[start]
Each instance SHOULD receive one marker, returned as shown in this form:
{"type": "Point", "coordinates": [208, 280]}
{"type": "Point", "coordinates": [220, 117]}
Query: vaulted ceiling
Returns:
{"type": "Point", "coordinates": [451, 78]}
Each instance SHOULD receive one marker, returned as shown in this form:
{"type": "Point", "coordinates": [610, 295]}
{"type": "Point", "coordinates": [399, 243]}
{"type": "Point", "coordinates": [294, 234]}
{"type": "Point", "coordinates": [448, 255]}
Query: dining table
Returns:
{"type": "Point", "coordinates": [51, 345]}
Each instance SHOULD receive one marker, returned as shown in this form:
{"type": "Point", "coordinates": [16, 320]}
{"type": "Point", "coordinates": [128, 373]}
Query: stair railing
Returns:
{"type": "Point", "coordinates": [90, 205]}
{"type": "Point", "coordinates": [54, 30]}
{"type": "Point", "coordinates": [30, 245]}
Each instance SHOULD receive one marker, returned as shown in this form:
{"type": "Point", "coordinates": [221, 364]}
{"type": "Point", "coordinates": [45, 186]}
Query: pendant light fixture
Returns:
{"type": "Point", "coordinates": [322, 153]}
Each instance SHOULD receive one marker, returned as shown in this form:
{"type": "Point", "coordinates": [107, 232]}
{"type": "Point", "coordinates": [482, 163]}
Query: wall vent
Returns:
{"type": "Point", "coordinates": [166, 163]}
[end]
§ **WRITTEN TASK**
Please copy every line of the records above, keeping each character and the original order.

§ **ANSWER BELOW**
Each instance SHOULD receive one marker, returned as shown in this form:
{"type": "Point", "coordinates": [208, 280]}
{"type": "Point", "coordinates": [220, 117]}
Query: vaulted ceiling
Returns:
{"type": "Point", "coordinates": [451, 78]}
Each instance SHOULD receive one marker, returned as shown in this form:
{"type": "Point", "coordinates": [610, 295]}
{"type": "Point", "coordinates": [399, 243]}
{"type": "Point", "coordinates": [294, 234]}
{"type": "Point", "coordinates": [448, 255]}
Query: dining table
Returns:
{"type": "Point", "coordinates": [51, 345]}
Each instance SHOULD receive one marker, returned as shown in this form:
{"type": "Point", "coordinates": [16, 320]}
{"type": "Point", "coordinates": [128, 373]}
Query: stair railing
Returns:
{"type": "Point", "coordinates": [90, 205]}
{"type": "Point", "coordinates": [54, 30]}
{"type": "Point", "coordinates": [30, 245]}
Each instance SHOULD receive one marker, returned as shown in this form:
{"type": "Point", "coordinates": [221, 364]}
{"type": "Point", "coordinates": [45, 186]}
Query: pendant light fixture
Returns:
{"type": "Point", "coordinates": [322, 153]}
Each instance SHOULD receive one marker, returned as shown in this form:
{"type": "Point", "coordinates": [107, 232]}
{"type": "Point", "coordinates": [482, 163]}
Query: wall vent
Returns:
{"type": "Point", "coordinates": [166, 163]}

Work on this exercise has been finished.